## EXCERPTED PASSAGE
Closes all three sessions (vision, embedding, decoder)

method : public : Close() ~ Nil

Generate #

Generate text tokens from an image and prompt tokens. The prompt is split into prefix tokens (before the image) and suffix tokens (after the image).

method : public : Generate(image_bytes:Byte[], prefix_tokens:Int[], suffix_tokens:Int[], max_tokens:Int, temperature:Float, eos_tokens:Int[]) ~ API.Onnx.Phi3Result

Parameters

Name	Type	Description
image_bytes	Byte	raw image file bytes (JPEG/PNG)
prefix_tokens	Int	token IDs before the image placeholder
suffix_tokens	Int	token IDs after the image placeholder
max_tokens	Int	maximum number of tokens to generate
temperature	Float	sampling temperature (0.0 for greedy)
eos_tokens	Int	array of end-of-sequence token IDs

Return

Type	Description
Phi3Result	generation result with output token IDs

New # constructor

Constructor.

New(vision_model:String, embed_model:String, decoder_model:String)

## DATA

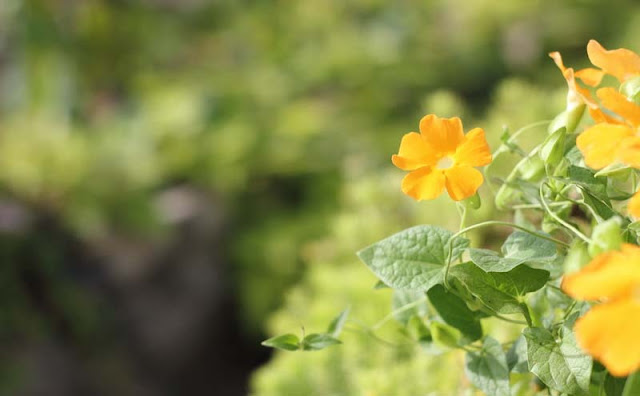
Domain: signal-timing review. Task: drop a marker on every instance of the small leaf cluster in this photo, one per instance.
(310, 342)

## EXERCISE REQUIREMENTS
1. Please retype the API documentation excerpt word for word, everything from "Closes all three" down to "(after the image).".
2. Write what comes next in the API documentation excerpt, picking up after its final line.

## WRITTEN ANSWERS
1.
Closes all three sessions (vision, embedding, decoder)

method : public : Close() ~ Nil

Generate #

Generate text tokens from an image and prompt tokens. The prompt is split into prefix tokens (before the image) and suffix tokens (after the image).

2.
Parameters

Name	Type	Description
vision_model	String	path to vision encoder ONNX model
embed_model	String	path to text embedding ONNX model
decoder_model	String	path to text decoder ONNX model

New # constructor

Constructor with configuration.

New(vision_model:String, embed_model:String, decoder_model:String, config:Map<String,String>)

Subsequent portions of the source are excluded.